**Exercise aim**
Return every line of the listing below that contains the word "soldier", treating case as significant.

**Information given**
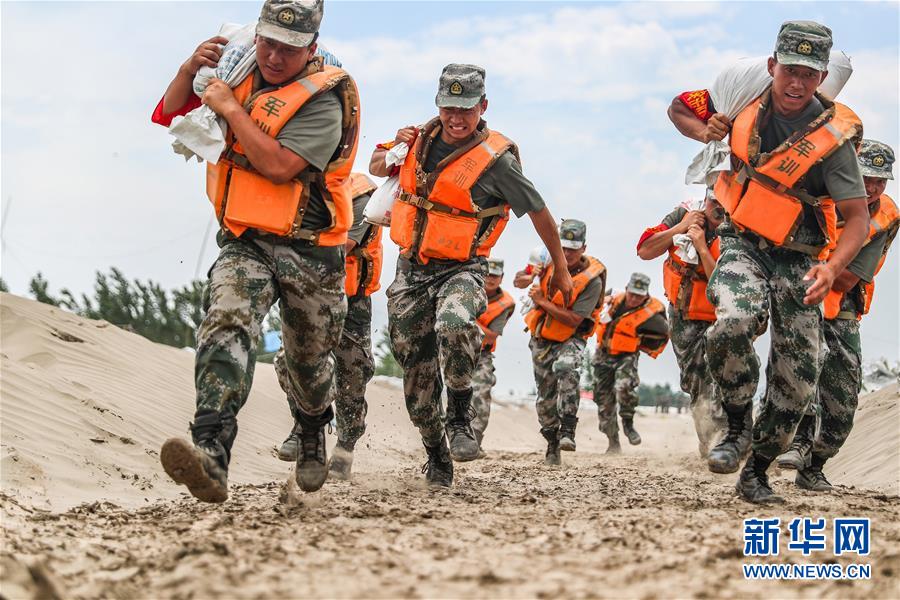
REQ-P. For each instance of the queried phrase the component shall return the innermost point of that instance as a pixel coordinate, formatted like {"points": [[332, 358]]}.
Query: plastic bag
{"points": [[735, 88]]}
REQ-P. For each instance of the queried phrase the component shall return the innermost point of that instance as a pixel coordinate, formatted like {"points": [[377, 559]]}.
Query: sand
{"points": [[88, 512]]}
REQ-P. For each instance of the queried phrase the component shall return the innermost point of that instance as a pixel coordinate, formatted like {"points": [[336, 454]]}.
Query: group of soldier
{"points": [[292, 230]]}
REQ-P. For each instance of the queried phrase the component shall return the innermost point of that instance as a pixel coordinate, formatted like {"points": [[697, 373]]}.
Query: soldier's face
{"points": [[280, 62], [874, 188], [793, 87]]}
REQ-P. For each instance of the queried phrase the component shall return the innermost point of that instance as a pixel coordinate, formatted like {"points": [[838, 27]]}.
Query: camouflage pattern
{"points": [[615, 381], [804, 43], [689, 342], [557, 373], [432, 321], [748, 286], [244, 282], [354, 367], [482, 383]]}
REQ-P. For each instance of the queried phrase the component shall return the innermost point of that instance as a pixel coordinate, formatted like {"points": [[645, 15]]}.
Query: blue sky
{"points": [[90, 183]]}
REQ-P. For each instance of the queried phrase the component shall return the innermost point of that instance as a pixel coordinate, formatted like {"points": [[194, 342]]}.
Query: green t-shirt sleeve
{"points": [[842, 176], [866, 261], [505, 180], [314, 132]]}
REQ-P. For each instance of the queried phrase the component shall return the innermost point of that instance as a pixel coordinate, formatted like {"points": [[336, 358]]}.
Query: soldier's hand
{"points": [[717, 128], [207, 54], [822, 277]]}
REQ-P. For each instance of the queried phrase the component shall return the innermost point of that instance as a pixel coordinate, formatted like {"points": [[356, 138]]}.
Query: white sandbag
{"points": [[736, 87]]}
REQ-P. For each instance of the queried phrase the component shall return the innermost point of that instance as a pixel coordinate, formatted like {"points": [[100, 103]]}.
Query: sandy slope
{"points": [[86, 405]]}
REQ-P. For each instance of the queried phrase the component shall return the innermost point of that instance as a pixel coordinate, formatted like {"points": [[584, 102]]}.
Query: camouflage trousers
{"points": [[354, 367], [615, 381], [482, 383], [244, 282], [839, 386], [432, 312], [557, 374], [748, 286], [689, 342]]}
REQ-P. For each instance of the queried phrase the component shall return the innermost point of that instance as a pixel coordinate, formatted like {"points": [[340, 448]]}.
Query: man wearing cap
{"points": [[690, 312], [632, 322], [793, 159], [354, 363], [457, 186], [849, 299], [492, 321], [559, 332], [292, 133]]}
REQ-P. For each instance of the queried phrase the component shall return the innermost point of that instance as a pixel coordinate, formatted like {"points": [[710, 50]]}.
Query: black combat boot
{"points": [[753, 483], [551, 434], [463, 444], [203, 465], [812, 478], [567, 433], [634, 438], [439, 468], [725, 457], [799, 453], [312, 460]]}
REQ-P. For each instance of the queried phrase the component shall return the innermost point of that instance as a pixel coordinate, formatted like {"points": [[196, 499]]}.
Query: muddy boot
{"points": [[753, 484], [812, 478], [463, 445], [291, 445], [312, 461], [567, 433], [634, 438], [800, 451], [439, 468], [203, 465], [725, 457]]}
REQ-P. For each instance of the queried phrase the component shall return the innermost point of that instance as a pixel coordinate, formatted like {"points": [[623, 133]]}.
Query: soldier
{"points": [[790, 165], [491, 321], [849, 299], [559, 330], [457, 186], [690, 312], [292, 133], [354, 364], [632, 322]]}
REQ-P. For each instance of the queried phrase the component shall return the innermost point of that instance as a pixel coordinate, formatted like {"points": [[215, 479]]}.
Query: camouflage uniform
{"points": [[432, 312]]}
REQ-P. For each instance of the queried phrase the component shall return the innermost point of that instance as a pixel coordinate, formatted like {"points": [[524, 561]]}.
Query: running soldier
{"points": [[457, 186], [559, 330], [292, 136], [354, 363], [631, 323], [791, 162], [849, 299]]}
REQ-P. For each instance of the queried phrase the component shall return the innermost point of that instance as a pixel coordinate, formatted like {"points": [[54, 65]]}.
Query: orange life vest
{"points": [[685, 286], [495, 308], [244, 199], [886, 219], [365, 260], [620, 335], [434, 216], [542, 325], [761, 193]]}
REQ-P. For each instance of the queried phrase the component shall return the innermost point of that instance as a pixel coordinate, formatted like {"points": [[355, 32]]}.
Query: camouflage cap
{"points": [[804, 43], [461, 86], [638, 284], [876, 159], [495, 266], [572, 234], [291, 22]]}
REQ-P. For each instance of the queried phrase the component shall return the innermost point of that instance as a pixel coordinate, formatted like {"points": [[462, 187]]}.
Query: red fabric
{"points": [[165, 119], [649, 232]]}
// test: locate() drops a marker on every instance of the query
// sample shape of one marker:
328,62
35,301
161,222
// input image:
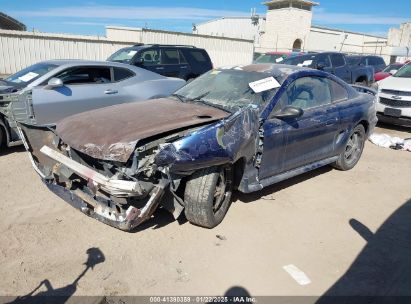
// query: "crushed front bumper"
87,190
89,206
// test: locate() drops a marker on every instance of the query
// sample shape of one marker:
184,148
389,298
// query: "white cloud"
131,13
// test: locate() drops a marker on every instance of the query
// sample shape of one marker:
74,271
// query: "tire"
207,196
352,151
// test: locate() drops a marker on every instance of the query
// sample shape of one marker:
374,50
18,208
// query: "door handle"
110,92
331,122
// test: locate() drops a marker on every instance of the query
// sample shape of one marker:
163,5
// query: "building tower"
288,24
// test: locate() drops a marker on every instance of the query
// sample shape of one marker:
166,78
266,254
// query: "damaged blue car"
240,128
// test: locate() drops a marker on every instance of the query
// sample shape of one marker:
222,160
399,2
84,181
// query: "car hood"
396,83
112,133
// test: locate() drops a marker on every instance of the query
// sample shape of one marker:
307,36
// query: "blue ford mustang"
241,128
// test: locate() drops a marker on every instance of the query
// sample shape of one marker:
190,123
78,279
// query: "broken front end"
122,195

**Output for this task**
Query: group of soldier
Query: soldier's face
Query: soldier's hand
Query: soldier
Query: running soldier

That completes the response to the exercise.